EXERCISE INSTRUCTIONS:
State how many lines of the items below contain the case-sensitive string "cutout". Output the number only.

##########

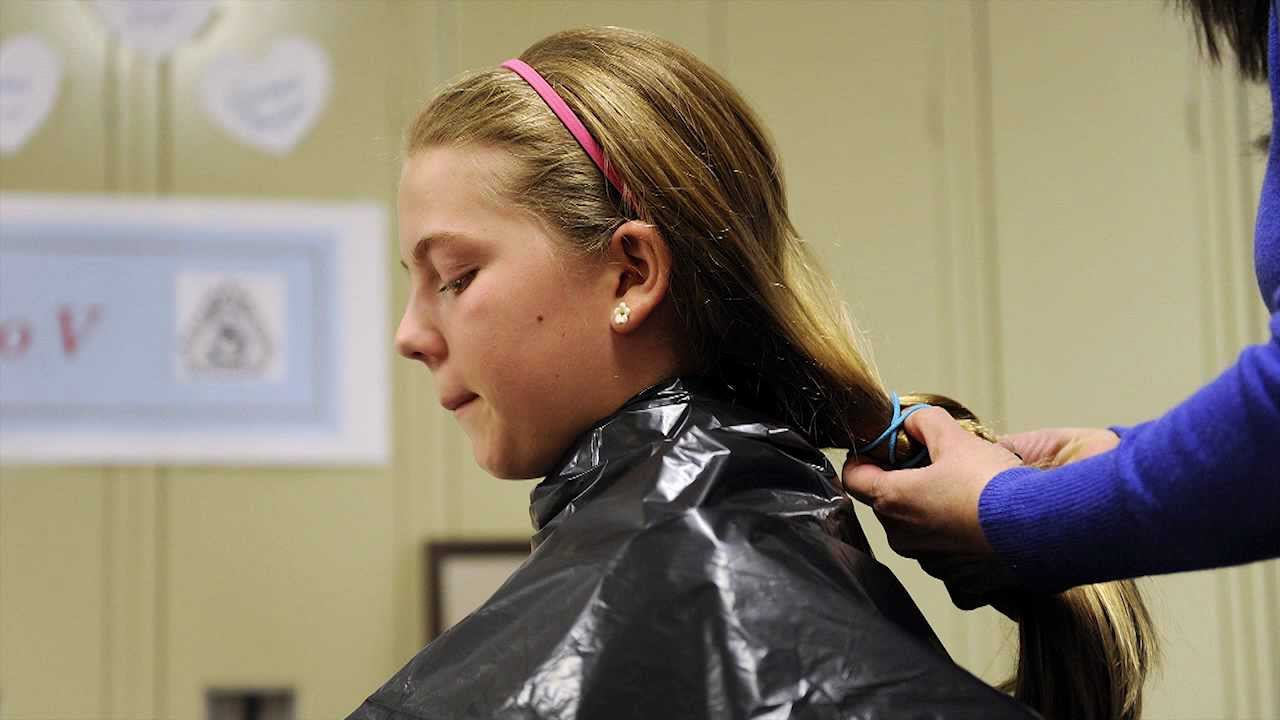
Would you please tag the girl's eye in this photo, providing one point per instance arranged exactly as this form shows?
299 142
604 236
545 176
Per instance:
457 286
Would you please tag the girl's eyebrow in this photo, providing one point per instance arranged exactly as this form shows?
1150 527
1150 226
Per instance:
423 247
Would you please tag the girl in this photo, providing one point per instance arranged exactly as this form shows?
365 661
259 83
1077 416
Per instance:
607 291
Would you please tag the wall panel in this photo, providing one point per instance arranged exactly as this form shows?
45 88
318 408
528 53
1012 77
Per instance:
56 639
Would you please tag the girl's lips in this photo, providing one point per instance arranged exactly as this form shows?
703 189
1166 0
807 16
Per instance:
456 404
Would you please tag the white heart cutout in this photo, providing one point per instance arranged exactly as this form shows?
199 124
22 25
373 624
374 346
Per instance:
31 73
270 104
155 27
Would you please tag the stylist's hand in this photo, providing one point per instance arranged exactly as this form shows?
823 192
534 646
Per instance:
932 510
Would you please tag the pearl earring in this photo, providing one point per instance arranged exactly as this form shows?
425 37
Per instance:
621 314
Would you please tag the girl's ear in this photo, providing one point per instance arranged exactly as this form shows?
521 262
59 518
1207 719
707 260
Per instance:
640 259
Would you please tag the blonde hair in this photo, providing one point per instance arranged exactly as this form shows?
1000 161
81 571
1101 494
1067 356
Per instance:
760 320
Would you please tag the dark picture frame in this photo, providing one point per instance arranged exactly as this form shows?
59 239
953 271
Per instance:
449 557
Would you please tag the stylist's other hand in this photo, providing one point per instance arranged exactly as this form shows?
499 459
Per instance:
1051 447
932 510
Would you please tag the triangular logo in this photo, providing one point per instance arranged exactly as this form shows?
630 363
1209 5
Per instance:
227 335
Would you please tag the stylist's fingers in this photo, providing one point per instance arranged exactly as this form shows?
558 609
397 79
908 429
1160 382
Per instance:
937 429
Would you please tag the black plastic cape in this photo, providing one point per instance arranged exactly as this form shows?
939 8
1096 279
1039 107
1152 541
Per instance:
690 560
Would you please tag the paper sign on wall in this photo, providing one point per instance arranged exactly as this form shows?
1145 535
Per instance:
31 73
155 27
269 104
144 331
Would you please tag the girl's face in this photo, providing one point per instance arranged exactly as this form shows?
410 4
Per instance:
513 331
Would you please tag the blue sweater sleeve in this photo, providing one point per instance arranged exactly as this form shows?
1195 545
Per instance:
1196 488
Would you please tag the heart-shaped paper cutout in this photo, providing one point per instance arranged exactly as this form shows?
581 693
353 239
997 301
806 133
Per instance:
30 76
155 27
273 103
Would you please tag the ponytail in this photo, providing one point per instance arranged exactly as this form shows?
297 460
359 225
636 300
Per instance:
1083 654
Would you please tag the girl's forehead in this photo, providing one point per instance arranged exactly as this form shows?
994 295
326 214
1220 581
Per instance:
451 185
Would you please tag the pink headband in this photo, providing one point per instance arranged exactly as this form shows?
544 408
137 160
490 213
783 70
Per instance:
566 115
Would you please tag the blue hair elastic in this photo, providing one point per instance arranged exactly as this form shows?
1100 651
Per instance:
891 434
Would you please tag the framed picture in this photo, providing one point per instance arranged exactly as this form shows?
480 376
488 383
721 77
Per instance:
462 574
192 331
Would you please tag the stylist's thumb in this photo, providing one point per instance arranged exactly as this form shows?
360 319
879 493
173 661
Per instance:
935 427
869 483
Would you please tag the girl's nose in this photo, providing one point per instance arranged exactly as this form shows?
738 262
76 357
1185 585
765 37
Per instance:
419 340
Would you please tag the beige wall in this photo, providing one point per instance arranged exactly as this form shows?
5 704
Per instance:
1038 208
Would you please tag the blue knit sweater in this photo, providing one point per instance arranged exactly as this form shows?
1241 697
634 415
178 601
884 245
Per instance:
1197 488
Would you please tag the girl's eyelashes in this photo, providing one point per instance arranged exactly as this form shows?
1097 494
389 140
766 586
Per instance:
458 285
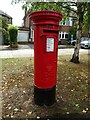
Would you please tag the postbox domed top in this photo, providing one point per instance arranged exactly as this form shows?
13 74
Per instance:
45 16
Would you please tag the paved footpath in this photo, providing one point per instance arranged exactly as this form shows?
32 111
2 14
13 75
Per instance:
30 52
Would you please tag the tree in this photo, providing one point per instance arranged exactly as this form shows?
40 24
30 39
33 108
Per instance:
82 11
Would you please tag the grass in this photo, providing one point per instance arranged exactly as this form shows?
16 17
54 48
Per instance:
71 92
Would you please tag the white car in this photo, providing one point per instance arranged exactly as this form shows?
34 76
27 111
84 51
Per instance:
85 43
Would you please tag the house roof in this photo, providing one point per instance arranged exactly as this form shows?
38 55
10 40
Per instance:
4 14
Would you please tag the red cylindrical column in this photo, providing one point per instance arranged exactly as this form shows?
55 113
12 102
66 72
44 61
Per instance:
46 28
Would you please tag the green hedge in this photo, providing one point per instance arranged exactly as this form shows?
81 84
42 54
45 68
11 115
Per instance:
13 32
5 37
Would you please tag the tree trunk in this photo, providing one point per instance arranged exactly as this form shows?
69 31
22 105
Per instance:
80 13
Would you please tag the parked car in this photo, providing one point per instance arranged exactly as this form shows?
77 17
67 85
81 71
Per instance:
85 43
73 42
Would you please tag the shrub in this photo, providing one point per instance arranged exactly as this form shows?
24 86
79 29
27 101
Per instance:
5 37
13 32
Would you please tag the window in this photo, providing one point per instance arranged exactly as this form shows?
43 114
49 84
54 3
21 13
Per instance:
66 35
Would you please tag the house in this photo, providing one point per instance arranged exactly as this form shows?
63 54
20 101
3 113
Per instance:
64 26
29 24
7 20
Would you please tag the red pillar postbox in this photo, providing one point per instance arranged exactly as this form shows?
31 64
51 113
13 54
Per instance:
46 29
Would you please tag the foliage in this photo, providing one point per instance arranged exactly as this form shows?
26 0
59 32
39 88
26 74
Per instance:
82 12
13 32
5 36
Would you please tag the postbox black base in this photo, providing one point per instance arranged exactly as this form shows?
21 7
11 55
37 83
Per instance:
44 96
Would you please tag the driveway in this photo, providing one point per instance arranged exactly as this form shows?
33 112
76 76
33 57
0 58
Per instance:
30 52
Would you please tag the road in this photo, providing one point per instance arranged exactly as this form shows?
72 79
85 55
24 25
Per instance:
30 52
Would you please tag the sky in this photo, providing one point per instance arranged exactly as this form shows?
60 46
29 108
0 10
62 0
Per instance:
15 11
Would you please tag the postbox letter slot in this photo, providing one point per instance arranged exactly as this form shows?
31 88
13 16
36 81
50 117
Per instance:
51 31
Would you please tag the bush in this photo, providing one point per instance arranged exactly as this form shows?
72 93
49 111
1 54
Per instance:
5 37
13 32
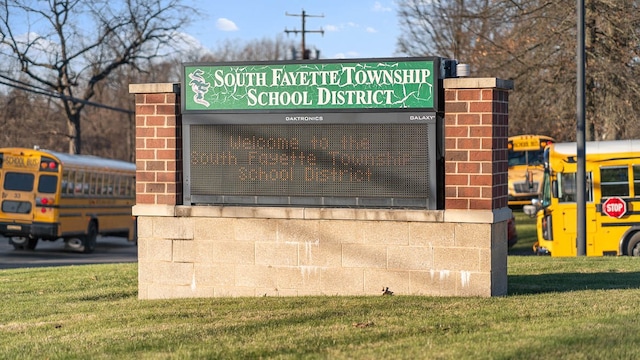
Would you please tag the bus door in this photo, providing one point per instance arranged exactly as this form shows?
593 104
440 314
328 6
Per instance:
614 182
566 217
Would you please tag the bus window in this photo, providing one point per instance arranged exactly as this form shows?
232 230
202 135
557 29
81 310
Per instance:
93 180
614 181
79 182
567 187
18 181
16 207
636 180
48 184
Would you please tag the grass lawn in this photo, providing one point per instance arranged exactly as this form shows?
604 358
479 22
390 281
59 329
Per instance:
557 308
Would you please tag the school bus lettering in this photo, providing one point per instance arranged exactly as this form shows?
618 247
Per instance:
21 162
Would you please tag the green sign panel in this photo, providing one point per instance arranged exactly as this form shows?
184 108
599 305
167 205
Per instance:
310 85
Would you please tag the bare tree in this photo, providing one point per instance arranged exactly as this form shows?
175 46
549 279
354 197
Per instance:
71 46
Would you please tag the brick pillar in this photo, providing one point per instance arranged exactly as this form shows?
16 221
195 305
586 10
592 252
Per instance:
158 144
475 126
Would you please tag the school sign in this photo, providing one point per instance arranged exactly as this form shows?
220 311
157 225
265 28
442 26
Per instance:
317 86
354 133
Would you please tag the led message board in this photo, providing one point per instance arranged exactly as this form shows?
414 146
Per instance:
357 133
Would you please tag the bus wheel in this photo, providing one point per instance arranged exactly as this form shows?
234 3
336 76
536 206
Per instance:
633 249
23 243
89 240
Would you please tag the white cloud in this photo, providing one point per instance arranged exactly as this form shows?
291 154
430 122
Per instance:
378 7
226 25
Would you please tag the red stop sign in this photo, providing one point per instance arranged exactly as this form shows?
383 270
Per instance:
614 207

##########

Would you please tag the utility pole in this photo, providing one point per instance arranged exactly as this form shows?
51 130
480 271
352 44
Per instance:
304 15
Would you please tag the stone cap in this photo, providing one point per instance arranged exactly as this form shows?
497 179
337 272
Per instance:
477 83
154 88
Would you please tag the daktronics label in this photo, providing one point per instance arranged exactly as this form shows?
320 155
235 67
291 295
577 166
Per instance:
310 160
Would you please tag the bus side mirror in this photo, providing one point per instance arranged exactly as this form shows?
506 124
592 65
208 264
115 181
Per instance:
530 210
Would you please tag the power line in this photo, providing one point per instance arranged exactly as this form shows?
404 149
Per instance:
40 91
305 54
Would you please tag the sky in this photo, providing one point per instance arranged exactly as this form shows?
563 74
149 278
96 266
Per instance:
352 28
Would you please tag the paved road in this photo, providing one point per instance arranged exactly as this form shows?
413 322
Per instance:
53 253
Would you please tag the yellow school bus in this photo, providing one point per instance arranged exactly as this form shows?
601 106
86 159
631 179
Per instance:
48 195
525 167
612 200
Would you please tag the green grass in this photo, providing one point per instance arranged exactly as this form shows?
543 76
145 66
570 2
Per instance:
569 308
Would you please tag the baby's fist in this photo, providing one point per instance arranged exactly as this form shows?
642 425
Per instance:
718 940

##########

FINISHED ANSWER:
2